### INPUT MATERIAL
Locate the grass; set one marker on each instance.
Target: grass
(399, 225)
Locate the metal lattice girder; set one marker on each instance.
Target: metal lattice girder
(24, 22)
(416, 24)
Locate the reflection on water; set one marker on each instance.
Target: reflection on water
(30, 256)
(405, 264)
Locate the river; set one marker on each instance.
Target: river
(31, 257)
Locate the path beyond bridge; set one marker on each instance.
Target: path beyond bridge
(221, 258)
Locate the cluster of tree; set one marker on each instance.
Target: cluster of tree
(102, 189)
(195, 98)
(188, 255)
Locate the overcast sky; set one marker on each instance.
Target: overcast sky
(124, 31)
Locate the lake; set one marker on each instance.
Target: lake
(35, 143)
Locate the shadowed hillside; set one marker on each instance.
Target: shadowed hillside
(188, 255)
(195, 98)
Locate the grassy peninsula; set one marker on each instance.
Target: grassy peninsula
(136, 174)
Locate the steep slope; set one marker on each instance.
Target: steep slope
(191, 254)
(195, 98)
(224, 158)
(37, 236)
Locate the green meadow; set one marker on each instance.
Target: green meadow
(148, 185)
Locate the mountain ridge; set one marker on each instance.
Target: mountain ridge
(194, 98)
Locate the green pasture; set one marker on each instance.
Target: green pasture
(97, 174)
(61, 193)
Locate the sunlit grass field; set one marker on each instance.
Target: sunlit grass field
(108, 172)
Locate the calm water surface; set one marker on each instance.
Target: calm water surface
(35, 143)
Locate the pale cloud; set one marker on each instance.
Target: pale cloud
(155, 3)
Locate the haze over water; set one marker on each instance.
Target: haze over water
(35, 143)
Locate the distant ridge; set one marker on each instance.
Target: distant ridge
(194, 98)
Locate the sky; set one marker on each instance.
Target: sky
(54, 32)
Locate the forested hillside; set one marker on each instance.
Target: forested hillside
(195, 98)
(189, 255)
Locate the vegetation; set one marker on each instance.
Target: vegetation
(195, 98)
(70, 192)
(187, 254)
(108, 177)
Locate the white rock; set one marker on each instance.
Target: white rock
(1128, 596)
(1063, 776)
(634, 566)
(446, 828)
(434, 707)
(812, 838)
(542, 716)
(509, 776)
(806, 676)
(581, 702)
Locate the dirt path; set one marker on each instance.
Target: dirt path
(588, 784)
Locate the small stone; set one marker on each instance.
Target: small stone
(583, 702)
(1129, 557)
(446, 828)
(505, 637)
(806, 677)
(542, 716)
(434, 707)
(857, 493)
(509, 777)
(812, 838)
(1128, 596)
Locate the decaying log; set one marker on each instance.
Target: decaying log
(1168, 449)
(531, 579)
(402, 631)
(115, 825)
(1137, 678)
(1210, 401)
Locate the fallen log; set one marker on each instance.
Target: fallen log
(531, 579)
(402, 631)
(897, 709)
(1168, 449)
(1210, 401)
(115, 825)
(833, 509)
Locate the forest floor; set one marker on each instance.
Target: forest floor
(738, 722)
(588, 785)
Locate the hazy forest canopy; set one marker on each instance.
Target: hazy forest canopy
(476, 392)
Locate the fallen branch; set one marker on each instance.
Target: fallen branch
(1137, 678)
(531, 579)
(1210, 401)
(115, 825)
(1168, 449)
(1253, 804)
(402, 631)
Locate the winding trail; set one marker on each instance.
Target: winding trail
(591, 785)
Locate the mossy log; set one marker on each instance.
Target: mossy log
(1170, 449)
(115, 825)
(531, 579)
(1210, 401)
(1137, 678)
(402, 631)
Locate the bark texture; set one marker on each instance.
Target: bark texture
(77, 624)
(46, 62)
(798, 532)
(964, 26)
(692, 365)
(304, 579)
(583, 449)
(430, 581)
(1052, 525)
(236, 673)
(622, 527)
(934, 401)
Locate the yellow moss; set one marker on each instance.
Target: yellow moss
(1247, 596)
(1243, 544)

### TASK REQUIREMENTS
Extract each line from the listing above, please, and repeat it exactly.

### SOLUTION TO THIS TASK
Locate the grass; set one marker on each instance.
Target: grass
(399, 225)
Locate the metal lattice girder; set one marker on each instance.
Target: metal lattice girder
(24, 22)
(416, 24)
Locate the reflection on water; set one marker on each instance.
Target: reflection on water
(30, 256)
(405, 264)
Locate the river; set one marker on each instance.
Target: river
(31, 257)
Locate the path beyond bridge; set one marker on each instance.
Target: path beyond bridge
(221, 258)
Locate the cluster of tree; set one marker on each instance.
Target: cluster of tree
(102, 189)
(195, 98)
(188, 255)
Locate the overcast sky; set one marker on each instance.
Target: overcast sky
(124, 31)
Locate the lake; set one marker on each instance.
Target: lake
(35, 143)
Locate the shadowed hillside; set one marker on each instance.
Target: shadowed hillside
(188, 255)
(195, 98)
Locate the grassy peninsula; set one marker on each instance.
Target: grassy peninsula
(136, 174)
Locate the steep slope; set one marker on each instance.
Target: steep slope
(191, 254)
(195, 98)
(224, 158)
(37, 236)
Locate the green meadow; set one marker on each instance.
Target: green meadow
(148, 185)
Locate the mountain ridge; set one marker on each instance.
Target: mountain ridge
(194, 98)
Locate the green pasture; set one marker on each instance.
Target: green pasture
(97, 174)
(61, 193)
Locate the sunlit grass field; set one marker on each instance.
Target: sunlit grass field
(108, 172)
Locate the calm water surface; set one marker on each instance.
Target: calm water surface
(35, 143)
Locate the pale cloud; set one marker on each instance.
Target: pale cloud
(155, 3)
Locate the haze over water; set one marker on each instance.
Target: haze over water
(35, 143)
Locate the distant ridge; set one marker on each instance.
Target: distant ridge
(194, 98)
Locate the sky; set one marker on each instance.
Target: sky
(54, 32)
Locate the forested hillside; set one marker on each instance.
Target: forested hillside
(195, 98)
(189, 255)
Locate the vegetation; set one marker on each instance.
Target: vegetation
(195, 98)
(70, 192)
(187, 254)
(108, 177)
Locate the white rock; set one marker on each instance.
Target: white rock
(1128, 596)
(1063, 776)
(634, 566)
(446, 828)
(434, 707)
(812, 838)
(542, 716)
(509, 776)
(806, 676)
(581, 702)
Locate the dirt path; set one marker on each instance.
Target: dirt path
(588, 784)
Locate the small stone; set one marker on each instance.
Target: small stone
(583, 702)
(1129, 557)
(446, 828)
(505, 637)
(806, 677)
(542, 716)
(434, 707)
(857, 493)
(509, 777)
(812, 838)
(1128, 596)
Locate the decaying log; set one marker on each instance.
Target: decaying log
(1168, 449)
(531, 579)
(402, 631)
(115, 825)
(1137, 678)
(1210, 401)
Locate the fallen log; set one marker on each instance.
Target: fallen log
(531, 579)
(402, 631)
(897, 709)
(1168, 449)
(1210, 401)
(115, 825)
(833, 509)
Locate the forest floor; set one marker on each instance.
Target: forest floor
(738, 722)
(588, 785)
Locate the hazy forest canopy; set one marker on each instance.
Target: hazy forest canopy
(476, 392)
Locate the fallen branch; set one marker on each instance.
Target: fallen branch
(1137, 678)
(531, 579)
(1210, 401)
(115, 825)
(1168, 449)
(1253, 804)
(402, 631)
Locate the winding trail; set one marker on each instance.
Target: winding trail
(591, 785)
Locate the mossy log; set one marker on each instance.
Target: mossy log
(1170, 449)
(115, 825)
(531, 579)
(1210, 401)
(1137, 678)
(402, 631)
Locate the bark texture; set one marker on each instance.
Target: bark texture
(77, 624)
(46, 62)
(798, 532)
(964, 26)
(692, 365)
(304, 579)
(583, 449)
(430, 581)
(1052, 525)
(236, 673)
(622, 527)
(934, 401)
Locate the yellow moss; set one marker on each instance.
Target: yellow moss
(1247, 596)
(1243, 544)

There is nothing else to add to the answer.